## Esercizio scritto a
Riassuma in due frasi l'estratto fornito sulle memorie di un quartiere parigino.

## Estratto fornito
☆ ☆ ☆ ☆ ☆ ☆ ☆

Tra il Luxembourg e il Jardin des Plantes, non molto lontano dal centro del mondo…
di Yves Le Manach
[Ripreso dal blog di Transnext. Yves Le Manach è un operaio parigino che da trent’anni vive a Bruxelles. In un periodo di disoccupazione ha iniziato a scrivere dei fogli volanti di critica sociale, che ha diffuso informalmente sotto il titolo di Artichauts de Bruxelles. Nel 1999 la casa editrice L’Insomniaque ha pubblicato un’antologia dei suoi “artichauts”. Ecco un brano dedicato alle memorie di un quartiere dal passato situazionista, ormai ridotto a una vetrina dell’alta borghesia di Parigi]
Terminata la guerra, lasciammo Toul-an-Neunet e tornammo a Parigi nel VI° arrondissment, in rue Saint-Placide (dove nacque il poeta Hégésippe Moreau e dove morì lo scrittore J.K. Huysmans). Ho trascorso i miei anni d’infanzia nel quartiere Sèvres-Babylone. Frequentavo la scuola materna di rue Vanneau[i] (dove vissero Karl Marx e George Darien, e dove viveva ancora André Gide), poi la scuola elementare di rue Chomel. Con mio fratello e mia sorella, più piccoli, andavamo a giocare nel giardino pubblico di Commaille o in quello del Bon-Marché[ii]. Mi recai presto all’oratorio Olier, in rue d’Assas…A quell’epoca incontravo spesso Michèle Bernstein e Guy Debord che abitavano in rue du Bac e venivano anche loro a rilassarsi nel giardino di Commaille.
Incrociavo anche i loro amici dell’Internazionale Lettrista, sia a Saint German-des-Près, “dove la nebbia dissimula appuntamenti che portano al suicidio” che al mercato Mabillon, dove loro facevano le riprese per la prima versione in immagini del film di Debord, Urla in favore di Sade. Ma non mi notavano, perché i più giovani tra loro avevano almeno dieci anni più di me.

☆ ☆ ☆ ☆ ☆ ☆ ☆

## Righe elencate
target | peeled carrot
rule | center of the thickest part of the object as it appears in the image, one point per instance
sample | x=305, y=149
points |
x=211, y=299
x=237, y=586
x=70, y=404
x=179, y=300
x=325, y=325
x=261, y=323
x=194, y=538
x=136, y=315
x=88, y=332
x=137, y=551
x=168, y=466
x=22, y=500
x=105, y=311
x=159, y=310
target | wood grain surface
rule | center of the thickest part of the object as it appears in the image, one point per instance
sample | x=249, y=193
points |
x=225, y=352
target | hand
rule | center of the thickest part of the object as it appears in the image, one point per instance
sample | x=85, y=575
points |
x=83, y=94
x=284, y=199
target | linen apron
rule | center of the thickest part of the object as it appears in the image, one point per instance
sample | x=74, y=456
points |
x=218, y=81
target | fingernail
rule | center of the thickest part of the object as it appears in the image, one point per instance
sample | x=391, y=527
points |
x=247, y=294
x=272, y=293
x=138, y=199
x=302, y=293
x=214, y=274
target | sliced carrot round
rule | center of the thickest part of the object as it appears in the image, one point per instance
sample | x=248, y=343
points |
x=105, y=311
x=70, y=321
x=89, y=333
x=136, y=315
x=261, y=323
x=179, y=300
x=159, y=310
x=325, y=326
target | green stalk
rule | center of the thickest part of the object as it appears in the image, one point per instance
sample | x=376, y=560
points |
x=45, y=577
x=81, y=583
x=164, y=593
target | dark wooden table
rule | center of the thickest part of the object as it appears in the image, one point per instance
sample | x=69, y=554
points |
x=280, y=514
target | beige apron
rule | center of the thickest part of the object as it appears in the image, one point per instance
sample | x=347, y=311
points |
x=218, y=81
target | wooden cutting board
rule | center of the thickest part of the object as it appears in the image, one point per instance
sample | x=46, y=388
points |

☆ ☆ ☆ ☆ ☆ ☆ ☆

## Esercizio scritto b
Nelle righe elencate, da quella che contiene "target | beige apron" fino alla fine, entrambe comprese, sostituisca "wooden cutting board" con "plastic cutting board". Riporti soltanto queste righe, senza alcuna altra modifica.

## Risposta completa a
Il brano di Yves Le Manach ricorda l'infanzia dell'autore, che al termine della guerra tornò a Parigi e crebbe nel quartiere Sèvres-Babylone, frequentando le scuole e i giardini pubblici della zona. In quell'epoca incontrava spesso Michèle Bernstein, Guy Debord e i loro amici dell'Internazionale Lettrista, che però non lo notavano perché anche i più giovani tra loro avevano almeno dieci anni più di lui.

## Risposta completa b
target | beige apron
rule | center of the thickest part of the object as it appears in the image, one point per instance
sample | x=347, y=311
points |
x=218, y=81
target | plastic cutting board
rule | center of the thickest part of the object as it appears in the image, one point per instance
sample | x=46, y=388
points |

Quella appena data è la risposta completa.